* [MATERIALS PROVIDED]:
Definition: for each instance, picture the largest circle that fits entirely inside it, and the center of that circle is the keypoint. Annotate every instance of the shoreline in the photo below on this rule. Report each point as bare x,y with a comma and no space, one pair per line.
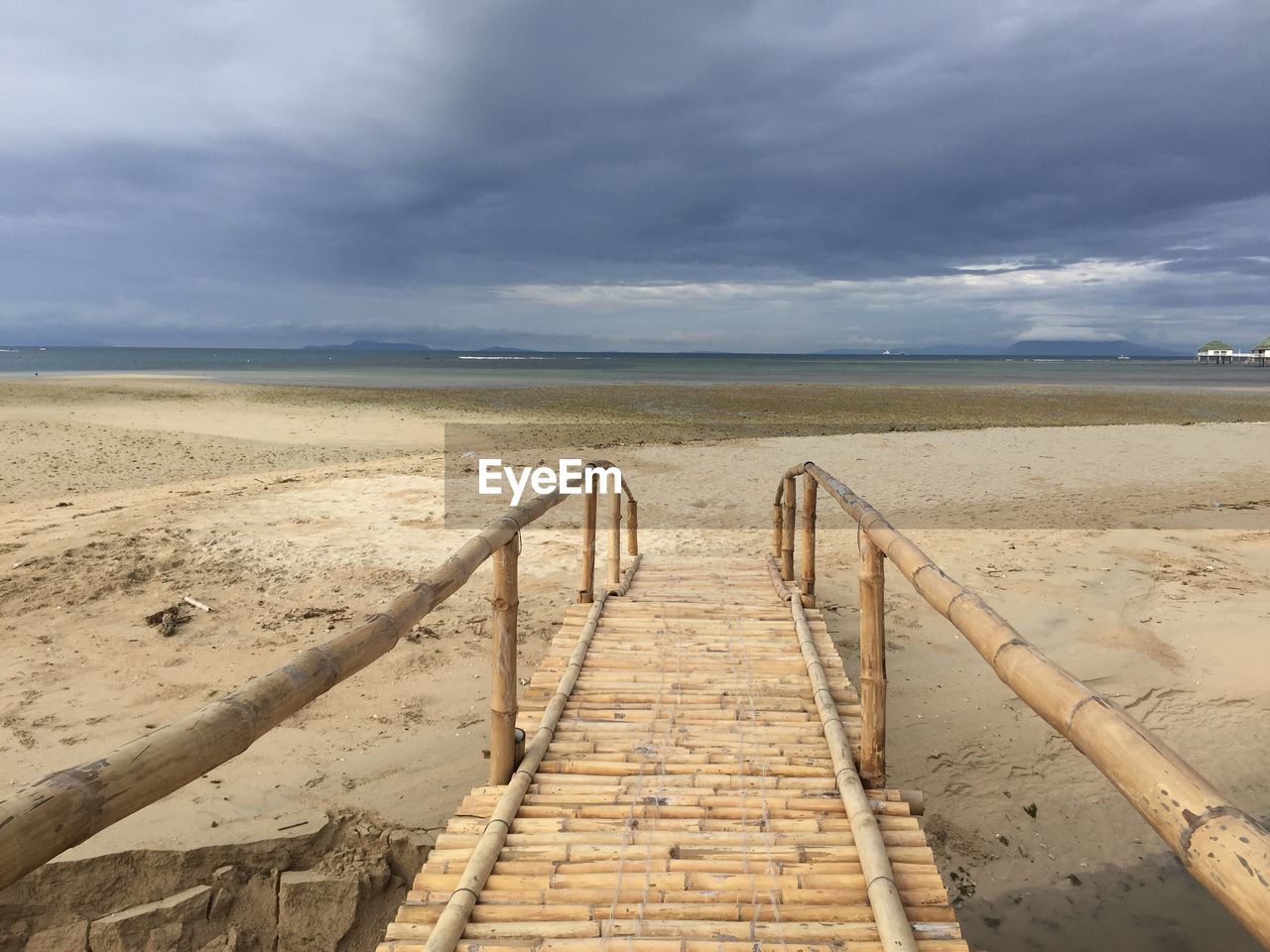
291,512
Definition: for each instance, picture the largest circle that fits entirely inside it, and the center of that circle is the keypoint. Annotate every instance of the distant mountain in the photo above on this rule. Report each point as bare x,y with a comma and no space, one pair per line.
367,345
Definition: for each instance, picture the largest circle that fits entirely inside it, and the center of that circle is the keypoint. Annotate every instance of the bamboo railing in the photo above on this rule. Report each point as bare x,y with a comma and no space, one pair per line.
66,807
1220,846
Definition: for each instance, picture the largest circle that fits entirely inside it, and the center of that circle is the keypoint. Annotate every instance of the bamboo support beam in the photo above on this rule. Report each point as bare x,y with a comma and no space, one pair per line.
615,537
631,525
788,529
502,696
587,587
1219,844
873,665
810,492
893,927
453,918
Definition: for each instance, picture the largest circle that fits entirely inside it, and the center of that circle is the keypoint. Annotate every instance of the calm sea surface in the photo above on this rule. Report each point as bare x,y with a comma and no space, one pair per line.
377,368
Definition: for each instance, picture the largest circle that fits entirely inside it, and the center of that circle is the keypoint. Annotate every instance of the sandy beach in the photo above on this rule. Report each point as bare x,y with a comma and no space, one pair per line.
1135,555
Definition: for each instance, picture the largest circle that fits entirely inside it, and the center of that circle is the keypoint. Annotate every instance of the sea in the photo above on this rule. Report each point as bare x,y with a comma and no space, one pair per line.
437,368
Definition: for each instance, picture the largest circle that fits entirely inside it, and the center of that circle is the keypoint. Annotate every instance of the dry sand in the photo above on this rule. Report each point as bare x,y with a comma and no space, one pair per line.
294,516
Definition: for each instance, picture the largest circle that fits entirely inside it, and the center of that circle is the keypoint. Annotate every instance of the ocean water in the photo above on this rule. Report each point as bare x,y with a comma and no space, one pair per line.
379,368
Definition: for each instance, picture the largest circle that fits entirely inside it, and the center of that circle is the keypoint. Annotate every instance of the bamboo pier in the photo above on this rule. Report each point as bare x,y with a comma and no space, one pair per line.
699,774
690,793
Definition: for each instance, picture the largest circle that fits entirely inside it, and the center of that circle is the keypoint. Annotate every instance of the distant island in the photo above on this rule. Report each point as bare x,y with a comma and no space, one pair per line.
1029,348
400,345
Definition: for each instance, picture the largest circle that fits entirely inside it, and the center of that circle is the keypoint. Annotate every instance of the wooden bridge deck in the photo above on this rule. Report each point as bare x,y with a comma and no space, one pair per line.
688,800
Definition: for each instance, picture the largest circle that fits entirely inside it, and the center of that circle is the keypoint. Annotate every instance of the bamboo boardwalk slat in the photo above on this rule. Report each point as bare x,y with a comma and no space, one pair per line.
688,800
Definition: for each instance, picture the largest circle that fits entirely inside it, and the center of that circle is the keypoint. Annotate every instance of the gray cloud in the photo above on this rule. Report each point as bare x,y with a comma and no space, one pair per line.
757,176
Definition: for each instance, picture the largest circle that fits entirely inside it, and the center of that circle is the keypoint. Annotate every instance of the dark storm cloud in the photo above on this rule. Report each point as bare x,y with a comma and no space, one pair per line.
270,172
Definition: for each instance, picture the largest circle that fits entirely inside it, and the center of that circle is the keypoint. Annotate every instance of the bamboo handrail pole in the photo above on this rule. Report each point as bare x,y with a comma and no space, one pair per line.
873,664
810,493
788,530
1219,844
453,918
66,807
502,696
894,930
587,587
615,538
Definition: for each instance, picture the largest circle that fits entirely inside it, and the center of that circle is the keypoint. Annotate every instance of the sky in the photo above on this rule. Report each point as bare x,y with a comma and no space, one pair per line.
754,177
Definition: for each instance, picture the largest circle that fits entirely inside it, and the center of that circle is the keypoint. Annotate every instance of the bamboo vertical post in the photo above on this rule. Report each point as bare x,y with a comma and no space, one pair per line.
778,522
810,490
587,589
873,665
631,526
502,699
615,537
788,529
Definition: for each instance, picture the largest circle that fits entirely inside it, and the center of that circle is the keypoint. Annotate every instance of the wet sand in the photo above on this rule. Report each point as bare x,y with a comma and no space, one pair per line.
1135,556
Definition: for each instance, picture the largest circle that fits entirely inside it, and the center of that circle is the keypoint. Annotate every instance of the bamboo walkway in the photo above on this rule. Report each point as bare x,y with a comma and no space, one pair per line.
688,800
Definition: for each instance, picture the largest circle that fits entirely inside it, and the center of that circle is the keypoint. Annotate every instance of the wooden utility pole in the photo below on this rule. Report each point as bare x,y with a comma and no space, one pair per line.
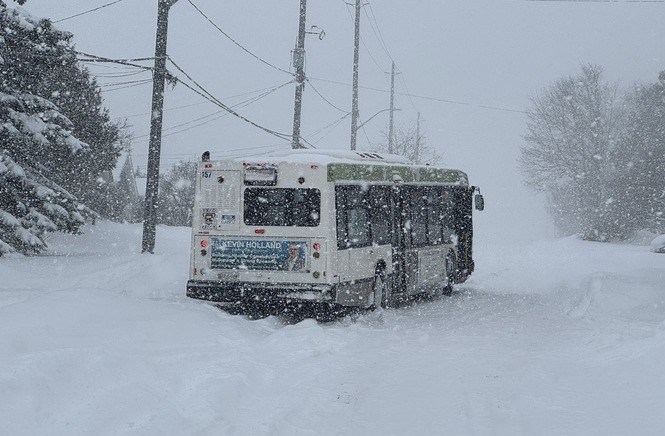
354,100
299,65
416,153
154,148
391,126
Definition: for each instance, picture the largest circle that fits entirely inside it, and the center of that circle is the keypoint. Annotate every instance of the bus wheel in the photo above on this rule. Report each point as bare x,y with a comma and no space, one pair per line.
451,273
379,291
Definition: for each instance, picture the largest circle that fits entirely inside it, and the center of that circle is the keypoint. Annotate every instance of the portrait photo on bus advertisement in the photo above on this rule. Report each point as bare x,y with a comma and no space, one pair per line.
259,255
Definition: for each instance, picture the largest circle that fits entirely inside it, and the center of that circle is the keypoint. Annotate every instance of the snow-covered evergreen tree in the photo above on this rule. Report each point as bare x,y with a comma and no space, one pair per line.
176,195
573,130
35,138
41,60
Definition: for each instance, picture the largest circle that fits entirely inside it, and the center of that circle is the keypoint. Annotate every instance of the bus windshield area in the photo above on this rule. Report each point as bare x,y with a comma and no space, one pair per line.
283,207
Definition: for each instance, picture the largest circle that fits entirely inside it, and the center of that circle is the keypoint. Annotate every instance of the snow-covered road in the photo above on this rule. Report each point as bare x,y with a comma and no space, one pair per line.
555,337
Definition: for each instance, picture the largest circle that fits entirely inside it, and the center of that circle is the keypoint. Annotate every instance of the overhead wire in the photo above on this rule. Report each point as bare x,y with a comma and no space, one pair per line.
206,94
442,100
236,42
87,12
206,101
323,98
244,103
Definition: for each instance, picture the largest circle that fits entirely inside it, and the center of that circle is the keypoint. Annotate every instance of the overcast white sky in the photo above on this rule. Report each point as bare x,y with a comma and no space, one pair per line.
480,53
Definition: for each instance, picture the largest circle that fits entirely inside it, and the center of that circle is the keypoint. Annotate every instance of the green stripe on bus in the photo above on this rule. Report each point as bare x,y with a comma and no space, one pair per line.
384,173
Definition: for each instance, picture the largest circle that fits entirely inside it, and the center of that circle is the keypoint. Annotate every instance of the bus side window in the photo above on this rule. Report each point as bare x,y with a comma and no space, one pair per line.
380,214
434,224
352,218
418,208
448,216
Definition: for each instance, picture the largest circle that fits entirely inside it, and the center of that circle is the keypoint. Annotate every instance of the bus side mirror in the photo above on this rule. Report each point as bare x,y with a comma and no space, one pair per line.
480,202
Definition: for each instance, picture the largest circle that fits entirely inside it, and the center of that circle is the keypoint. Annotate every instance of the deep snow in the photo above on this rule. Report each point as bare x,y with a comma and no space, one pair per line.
555,337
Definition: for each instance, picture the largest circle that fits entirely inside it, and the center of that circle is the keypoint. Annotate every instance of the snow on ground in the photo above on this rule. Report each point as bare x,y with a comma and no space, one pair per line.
555,337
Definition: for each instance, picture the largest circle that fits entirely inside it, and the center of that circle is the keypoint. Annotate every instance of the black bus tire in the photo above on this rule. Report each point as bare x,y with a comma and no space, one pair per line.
451,273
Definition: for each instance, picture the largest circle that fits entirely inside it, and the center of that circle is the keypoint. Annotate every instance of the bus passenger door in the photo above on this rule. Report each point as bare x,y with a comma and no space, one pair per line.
399,233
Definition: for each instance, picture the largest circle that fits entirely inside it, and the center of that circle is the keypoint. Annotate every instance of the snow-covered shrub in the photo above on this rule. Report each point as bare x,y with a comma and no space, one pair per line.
658,244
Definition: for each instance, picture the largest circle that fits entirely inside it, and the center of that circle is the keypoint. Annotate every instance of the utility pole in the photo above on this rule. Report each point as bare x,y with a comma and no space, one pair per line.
299,64
391,126
154,148
354,100
416,154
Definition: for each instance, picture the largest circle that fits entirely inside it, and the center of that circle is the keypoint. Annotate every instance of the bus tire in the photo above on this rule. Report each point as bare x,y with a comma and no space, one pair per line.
379,291
451,273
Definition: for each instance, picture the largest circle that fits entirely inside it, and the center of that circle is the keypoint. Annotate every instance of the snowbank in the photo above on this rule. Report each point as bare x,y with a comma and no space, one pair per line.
658,244
558,337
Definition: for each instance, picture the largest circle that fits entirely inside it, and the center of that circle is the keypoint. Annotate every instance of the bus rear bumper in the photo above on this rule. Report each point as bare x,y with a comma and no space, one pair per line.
231,292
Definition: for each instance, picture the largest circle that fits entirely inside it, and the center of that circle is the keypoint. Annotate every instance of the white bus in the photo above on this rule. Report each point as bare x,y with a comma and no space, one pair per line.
329,228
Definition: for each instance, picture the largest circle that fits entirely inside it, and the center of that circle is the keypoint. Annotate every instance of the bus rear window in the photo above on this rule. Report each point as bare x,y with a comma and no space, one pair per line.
284,207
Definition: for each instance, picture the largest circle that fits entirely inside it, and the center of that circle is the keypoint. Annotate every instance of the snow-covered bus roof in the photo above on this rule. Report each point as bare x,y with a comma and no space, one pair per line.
361,166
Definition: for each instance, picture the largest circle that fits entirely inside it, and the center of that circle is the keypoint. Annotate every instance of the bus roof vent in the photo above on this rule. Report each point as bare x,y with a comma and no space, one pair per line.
325,156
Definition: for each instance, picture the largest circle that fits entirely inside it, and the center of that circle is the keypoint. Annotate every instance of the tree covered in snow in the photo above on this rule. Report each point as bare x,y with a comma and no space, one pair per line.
410,142
41,60
641,159
573,130
599,155
176,195
35,140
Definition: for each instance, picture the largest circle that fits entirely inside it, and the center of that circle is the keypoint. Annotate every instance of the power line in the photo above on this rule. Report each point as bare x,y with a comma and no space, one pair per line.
87,12
442,100
592,1
323,98
332,126
236,42
138,83
244,103
206,101
205,94
377,32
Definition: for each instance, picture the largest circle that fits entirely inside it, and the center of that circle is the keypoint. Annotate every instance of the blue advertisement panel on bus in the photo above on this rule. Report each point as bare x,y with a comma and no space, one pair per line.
259,254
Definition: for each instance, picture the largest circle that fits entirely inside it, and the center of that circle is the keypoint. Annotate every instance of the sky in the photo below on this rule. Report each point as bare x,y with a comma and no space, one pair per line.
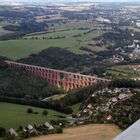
70,0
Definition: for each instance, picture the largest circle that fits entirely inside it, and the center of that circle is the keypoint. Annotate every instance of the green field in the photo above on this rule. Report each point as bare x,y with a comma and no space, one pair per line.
12,115
73,24
122,72
16,49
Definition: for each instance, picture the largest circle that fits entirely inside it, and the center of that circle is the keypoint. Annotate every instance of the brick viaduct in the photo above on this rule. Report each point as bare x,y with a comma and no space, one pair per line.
59,78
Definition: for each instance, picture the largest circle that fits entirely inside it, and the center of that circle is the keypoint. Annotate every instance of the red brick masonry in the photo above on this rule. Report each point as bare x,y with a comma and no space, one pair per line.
59,78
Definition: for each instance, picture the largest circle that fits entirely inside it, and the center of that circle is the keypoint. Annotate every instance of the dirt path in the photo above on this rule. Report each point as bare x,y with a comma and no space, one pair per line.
87,132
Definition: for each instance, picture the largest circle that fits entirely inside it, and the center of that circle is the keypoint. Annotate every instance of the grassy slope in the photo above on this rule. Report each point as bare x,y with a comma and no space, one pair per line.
16,49
86,132
12,115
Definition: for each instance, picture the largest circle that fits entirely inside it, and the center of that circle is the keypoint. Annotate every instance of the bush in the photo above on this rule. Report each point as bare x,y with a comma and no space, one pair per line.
45,112
2,131
29,110
59,130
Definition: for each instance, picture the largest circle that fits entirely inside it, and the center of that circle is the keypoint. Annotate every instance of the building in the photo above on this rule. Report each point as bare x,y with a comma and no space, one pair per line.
131,133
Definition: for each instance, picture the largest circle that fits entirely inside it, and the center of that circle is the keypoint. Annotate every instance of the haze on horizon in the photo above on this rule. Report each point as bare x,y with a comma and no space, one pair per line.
46,1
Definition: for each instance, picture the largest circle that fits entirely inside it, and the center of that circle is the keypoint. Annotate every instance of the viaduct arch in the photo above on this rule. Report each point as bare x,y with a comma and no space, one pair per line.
67,80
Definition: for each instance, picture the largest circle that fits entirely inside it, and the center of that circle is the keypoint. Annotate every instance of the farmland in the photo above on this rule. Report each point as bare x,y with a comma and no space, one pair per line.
87,132
11,111
16,49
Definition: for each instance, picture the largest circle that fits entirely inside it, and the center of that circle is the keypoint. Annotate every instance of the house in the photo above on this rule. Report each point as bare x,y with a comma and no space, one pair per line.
13,132
109,117
89,106
131,133
49,126
30,127
114,100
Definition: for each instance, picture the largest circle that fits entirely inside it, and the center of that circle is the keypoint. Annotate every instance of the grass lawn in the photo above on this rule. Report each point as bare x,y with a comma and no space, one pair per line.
13,115
76,107
16,49
85,132
72,25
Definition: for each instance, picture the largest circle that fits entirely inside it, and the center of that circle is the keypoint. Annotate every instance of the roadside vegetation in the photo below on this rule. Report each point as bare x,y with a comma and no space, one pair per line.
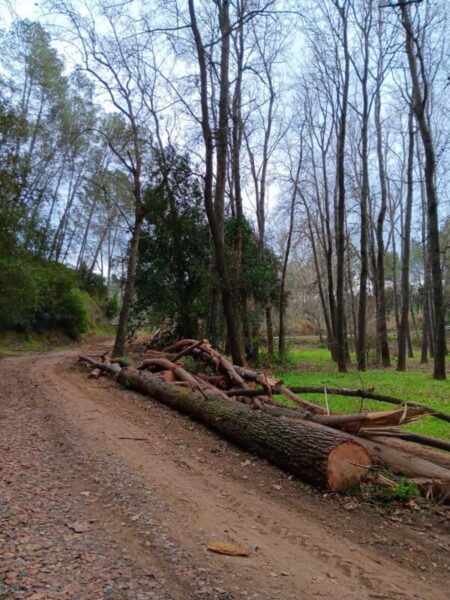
312,366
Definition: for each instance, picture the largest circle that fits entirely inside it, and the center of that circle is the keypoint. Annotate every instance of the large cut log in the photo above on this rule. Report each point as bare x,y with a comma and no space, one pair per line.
317,454
409,464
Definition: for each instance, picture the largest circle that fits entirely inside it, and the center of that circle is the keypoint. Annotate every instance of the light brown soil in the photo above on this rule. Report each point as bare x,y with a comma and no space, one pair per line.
148,489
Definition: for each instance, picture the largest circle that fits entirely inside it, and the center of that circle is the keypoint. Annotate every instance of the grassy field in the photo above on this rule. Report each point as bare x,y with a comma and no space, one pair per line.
314,367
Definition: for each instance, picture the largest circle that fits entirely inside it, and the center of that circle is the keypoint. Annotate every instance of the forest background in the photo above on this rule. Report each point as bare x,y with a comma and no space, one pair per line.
247,171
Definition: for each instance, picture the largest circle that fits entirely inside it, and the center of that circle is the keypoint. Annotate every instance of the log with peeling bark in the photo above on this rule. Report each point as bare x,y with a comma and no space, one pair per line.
405,462
318,454
409,436
325,457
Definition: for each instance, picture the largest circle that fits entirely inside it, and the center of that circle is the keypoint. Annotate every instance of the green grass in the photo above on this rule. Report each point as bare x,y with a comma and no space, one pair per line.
314,367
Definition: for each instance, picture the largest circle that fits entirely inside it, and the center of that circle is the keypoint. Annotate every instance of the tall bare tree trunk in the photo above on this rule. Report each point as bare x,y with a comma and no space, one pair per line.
403,331
340,224
420,96
381,313
214,204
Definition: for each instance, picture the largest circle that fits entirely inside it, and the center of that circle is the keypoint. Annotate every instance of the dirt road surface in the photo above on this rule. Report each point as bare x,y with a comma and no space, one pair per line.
106,494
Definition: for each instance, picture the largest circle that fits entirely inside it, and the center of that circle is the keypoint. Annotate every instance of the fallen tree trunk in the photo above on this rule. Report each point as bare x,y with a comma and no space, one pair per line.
408,436
343,392
322,456
409,464
438,458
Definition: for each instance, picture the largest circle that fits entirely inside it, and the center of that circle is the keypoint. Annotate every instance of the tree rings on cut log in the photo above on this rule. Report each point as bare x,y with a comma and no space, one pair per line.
346,464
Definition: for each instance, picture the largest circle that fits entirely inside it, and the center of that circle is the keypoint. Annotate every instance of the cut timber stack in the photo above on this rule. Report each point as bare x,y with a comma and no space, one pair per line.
325,457
318,454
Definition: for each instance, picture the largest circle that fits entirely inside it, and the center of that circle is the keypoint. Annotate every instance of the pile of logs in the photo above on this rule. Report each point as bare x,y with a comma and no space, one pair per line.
331,451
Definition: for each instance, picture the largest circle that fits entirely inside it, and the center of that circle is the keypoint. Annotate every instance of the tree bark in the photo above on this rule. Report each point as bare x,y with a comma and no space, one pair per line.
404,316
420,93
215,204
340,217
381,313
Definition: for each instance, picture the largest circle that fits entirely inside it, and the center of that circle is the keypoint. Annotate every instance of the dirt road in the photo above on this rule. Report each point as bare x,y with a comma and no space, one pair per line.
106,494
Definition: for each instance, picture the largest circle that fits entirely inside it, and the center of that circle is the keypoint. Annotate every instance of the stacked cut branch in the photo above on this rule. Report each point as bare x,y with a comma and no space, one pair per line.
327,450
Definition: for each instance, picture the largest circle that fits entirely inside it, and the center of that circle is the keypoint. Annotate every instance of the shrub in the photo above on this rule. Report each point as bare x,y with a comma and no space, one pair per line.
38,296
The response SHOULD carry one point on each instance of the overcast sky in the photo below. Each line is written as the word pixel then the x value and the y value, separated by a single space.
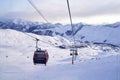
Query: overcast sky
pixel 55 11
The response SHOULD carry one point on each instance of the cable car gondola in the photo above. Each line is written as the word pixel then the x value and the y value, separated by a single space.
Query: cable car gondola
pixel 40 56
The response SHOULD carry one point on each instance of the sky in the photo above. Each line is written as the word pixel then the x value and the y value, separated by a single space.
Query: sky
pixel 56 11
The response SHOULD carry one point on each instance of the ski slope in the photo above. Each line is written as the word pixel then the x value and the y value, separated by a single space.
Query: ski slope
pixel 92 63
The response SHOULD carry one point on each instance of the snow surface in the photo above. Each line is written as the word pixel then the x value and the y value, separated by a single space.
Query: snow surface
pixel 92 63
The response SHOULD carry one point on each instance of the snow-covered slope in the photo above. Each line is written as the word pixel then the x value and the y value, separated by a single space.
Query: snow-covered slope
pixel 94 62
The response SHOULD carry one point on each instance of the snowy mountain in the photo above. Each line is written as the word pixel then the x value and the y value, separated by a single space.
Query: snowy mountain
pixel 96 62
pixel 106 33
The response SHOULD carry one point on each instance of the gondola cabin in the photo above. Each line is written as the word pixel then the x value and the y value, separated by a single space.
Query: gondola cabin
pixel 40 56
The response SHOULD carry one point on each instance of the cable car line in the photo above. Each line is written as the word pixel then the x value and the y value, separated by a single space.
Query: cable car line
pixel 33 5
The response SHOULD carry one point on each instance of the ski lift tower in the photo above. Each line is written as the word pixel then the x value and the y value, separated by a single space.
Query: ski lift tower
pixel 73 48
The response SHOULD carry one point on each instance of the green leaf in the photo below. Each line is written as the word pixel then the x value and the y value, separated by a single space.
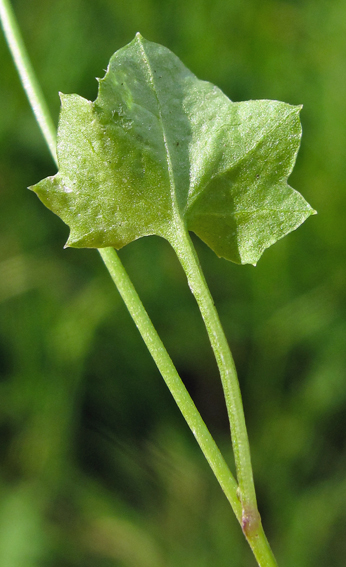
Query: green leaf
pixel 161 151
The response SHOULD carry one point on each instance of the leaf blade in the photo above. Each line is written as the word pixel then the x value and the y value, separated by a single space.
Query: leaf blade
pixel 159 149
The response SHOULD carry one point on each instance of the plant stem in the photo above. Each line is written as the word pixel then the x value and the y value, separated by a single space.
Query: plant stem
pixel 171 377
pixel 27 75
pixel 119 275
pixel 251 521
pixel 187 256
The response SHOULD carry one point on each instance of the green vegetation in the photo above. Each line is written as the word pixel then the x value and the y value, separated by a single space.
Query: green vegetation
pixel 47 443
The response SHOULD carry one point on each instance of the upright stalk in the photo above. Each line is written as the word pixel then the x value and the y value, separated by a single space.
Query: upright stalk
pixel 27 76
pixel 242 498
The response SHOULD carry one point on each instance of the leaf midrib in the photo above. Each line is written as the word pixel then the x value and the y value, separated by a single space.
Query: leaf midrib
pixel 161 121
pixel 191 202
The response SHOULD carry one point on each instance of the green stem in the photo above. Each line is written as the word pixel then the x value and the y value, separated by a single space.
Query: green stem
pixel 171 377
pixel 186 254
pixel 120 276
pixel 251 520
pixel 27 75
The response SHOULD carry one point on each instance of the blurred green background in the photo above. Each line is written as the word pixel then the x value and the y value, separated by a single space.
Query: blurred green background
pixel 98 468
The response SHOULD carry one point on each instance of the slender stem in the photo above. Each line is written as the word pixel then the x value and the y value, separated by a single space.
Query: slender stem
pixel 171 376
pixel 120 277
pixel 27 75
pixel 186 254
pixel 251 521
pixel 185 251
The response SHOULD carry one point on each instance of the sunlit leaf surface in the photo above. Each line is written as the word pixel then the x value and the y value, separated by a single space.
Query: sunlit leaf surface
pixel 160 149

* [TASK DESCRIPTION]:
In the material above, the stretch from the line with "Query: snow-covered slope" through the line with "of the plant" is to be given again exactly, minus the pictures.

* [SOLVED PROBLEM]:
Query: snow-covered slope
pixel 94 62
The response SHOULD carry one point on each instance of the snowy mountain in the photo above. Each line is written as the word pixel then the x value and the y value, separated by a single space.
Query: snowy mountain
pixel 96 62
pixel 106 33
The response SHOULD carry one point on each instance of the gondola cabin in the photo above. Each line is written as the word pixel then the x value and the y value, separated by a single space.
Query: gondola cabin
pixel 40 56
The response SHOULD carry one point on each instance of the cable car line in the photo above. Each line is written as the word pixel then the x value and the y value, separated by a single space.
Query: cable car line
pixel 33 5
The response SHOULD carry one point on each instance of the ski lift tower in the photo above. Each line is written as the word pixel then the x value and the y value, separated by a single space.
Query: ski lift tower
pixel 73 48
The response SHOULD carry one point on each instance of the green leaf in the photo below. Each line is written as the word pixel then the x value and the y value, separated by a single space.
Query: green leaf
pixel 161 151
The response SHOULD carry one point on each instance of the leaf blade in the photo above. Each line is written as the word pixel then the x value and the y value, separated by a single space.
Query: leaf blade
pixel 159 149
The response SHOULD carry one point on each instance of the plant stem in the photo above. Each line is written as the word pixel then the x value and the y value, separated by a single space.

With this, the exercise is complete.